───── Data to use

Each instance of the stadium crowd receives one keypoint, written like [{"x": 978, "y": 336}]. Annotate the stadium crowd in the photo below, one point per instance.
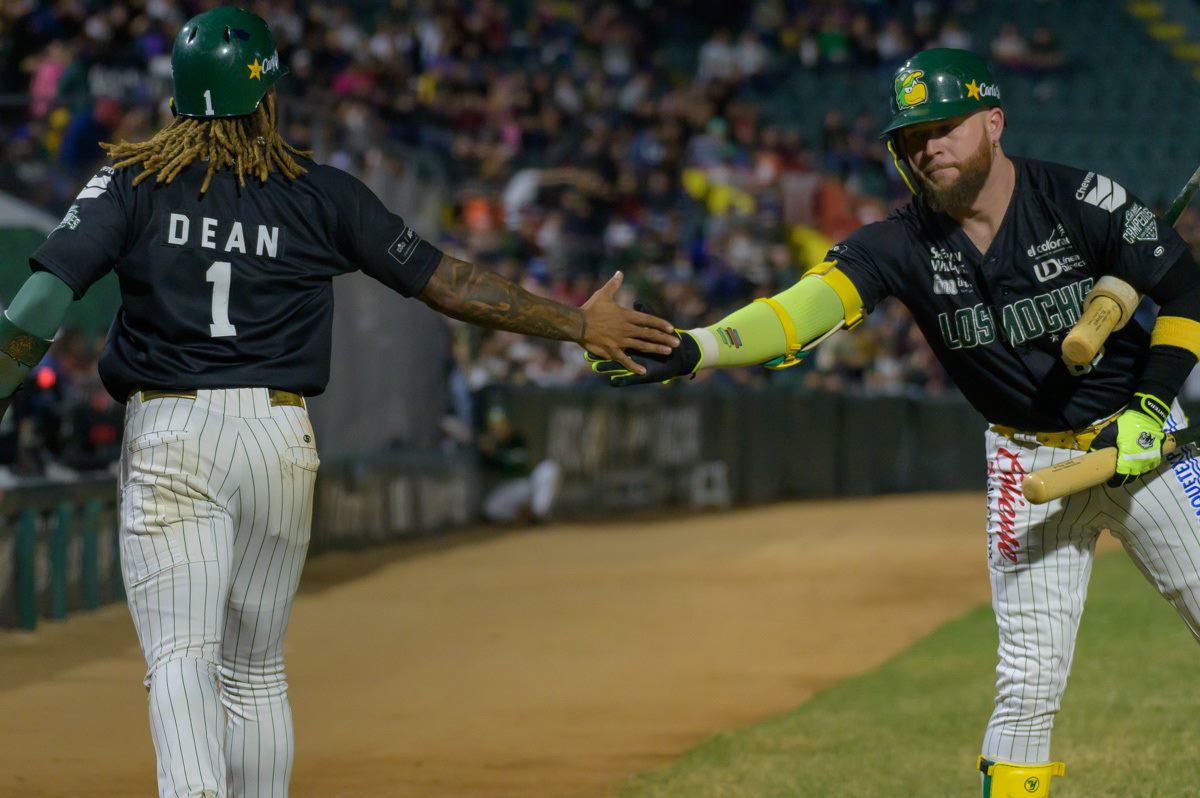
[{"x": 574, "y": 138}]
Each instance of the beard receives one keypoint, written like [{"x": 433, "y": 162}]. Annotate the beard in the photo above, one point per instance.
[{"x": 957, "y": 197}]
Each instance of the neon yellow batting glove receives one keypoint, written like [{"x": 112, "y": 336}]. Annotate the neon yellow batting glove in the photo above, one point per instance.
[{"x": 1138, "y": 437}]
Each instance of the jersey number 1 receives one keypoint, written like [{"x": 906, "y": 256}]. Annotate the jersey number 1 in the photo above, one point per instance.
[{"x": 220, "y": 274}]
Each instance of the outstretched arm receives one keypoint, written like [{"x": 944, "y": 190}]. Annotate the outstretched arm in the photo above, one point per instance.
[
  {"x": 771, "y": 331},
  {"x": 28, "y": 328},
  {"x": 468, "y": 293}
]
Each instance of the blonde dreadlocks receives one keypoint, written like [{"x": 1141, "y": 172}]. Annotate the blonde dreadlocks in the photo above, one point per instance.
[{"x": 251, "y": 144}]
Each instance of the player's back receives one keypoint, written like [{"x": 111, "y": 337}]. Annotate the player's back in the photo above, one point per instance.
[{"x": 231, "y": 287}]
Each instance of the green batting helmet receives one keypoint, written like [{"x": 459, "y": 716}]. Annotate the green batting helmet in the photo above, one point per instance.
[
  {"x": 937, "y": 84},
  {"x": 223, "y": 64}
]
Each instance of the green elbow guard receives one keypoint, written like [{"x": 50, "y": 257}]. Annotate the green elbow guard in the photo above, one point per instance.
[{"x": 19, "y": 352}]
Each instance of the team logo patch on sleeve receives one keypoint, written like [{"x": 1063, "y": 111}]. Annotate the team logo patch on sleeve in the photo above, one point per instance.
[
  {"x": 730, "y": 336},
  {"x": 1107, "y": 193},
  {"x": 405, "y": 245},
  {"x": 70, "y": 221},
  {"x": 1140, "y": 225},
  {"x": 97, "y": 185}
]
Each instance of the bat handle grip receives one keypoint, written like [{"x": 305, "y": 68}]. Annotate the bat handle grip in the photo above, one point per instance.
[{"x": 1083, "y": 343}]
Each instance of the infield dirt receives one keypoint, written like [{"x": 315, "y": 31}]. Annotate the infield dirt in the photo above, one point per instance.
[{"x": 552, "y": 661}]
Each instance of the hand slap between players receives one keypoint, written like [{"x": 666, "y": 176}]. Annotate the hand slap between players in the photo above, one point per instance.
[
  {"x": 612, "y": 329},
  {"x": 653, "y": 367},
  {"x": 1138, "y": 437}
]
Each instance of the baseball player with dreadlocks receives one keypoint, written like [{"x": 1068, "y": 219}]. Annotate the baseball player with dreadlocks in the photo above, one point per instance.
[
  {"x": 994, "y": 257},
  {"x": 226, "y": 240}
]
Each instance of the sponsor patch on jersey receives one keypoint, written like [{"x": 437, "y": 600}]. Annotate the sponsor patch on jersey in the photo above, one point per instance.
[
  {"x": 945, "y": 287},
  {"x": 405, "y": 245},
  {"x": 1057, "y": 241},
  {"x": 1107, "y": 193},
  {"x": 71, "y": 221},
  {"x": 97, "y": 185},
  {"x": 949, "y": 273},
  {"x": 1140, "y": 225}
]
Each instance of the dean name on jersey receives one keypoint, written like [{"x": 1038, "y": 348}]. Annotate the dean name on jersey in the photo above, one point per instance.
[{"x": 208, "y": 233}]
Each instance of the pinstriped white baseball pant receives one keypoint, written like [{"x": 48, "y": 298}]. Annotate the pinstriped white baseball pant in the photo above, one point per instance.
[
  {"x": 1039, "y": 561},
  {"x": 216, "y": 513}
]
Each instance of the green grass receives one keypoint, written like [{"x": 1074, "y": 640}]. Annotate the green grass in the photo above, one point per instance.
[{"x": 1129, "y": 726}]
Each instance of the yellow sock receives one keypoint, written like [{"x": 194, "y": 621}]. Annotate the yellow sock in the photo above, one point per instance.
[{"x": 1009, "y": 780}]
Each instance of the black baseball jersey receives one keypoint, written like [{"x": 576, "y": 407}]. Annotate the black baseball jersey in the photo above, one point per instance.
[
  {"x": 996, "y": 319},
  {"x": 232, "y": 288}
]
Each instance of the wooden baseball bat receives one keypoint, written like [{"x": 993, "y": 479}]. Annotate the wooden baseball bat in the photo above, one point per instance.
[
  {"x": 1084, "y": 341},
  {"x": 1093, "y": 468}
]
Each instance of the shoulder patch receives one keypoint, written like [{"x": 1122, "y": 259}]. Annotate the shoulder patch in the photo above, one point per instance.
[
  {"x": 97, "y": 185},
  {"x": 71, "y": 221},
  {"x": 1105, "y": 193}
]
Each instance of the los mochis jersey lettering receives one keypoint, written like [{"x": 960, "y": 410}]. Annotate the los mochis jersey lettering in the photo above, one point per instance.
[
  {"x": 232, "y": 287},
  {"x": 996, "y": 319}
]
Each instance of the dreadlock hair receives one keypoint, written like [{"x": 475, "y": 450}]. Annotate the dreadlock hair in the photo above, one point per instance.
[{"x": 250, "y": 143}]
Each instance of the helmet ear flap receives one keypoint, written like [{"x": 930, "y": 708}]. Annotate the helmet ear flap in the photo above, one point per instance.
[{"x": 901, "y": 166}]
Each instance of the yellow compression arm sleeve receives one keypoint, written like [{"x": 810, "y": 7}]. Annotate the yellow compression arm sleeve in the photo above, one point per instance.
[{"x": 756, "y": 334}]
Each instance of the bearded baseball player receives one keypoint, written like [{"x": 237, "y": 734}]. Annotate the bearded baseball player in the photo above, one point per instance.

──────────

Work instructions: What are the lines from the one with "Each instance of the los" through the last line of the records above? Quote them exactly and add nothing.

Reply to the task:
Each instance of the los mochis jersey lettering receives one keypoint, written like [{"x": 960, "y": 410}]. Annotate the los mochis jersey lettering in the photo above, one point per instance.
[
  {"x": 232, "y": 287},
  {"x": 996, "y": 319}
]
Each instance of the dreadlock hair receives one keypoint, written like [{"x": 475, "y": 450}]. Annotate the dreadlock hair in the photo above, one point per instance.
[{"x": 250, "y": 143}]
Each instance of the helmet ear flap receives one keypoint, written like [{"x": 930, "y": 708}]. Annotate the helmet ear flap in the photo above, one point per instance.
[{"x": 901, "y": 166}]
Each instance of the yellow compression arm sleeve receives one keypoint, written like [{"x": 810, "y": 7}]. Annotate the yellow compression arm sleeve in the photo above, one point per instance.
[{"x": 756, "y": 334}]
Each instance of the bearded baseball player receives one keypoint, written like [{"x": 237, "y": 734}]. Annotate the bearded baseball player in the photo above, one point per instance.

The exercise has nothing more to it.